[Coordinate annotation entries]
Begin

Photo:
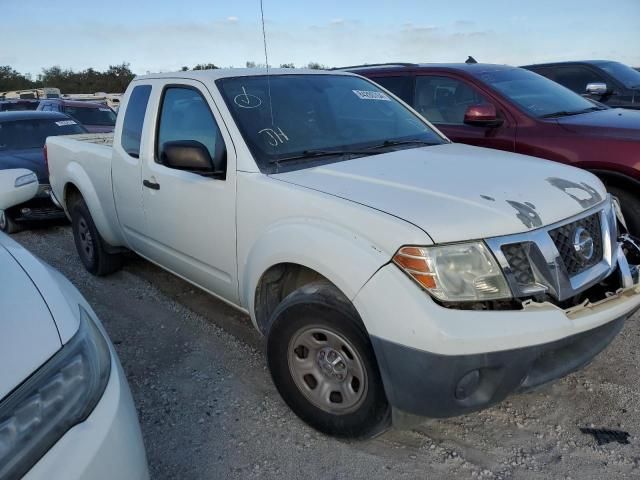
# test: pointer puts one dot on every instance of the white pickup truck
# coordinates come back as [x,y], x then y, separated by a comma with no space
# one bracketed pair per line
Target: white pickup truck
[390,270]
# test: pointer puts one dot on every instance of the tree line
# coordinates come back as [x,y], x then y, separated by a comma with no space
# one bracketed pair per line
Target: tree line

End

▶ Exercise
Present each line of the entries above as a JSON list of strings, one string per line, with blank lines omitted and the pictures excluded.

▶ Result
[
  "Photo:",
  "# test: pointer puts one dot on every instance of the white pickup truck",
  "# coordinates come back as [x,y], x then y, separated by a comma with no space",
  "# one bracketed pair per line",
  "Target: white pickup truck",
  "[390,270]",
  "# test: pointer puts one dot on every instance of the tree line",
  "# coordinates come back as [x,y], x then y, separated by a comma with no space",
  "# one bracketed pair per line",
  "Target: tree line"
]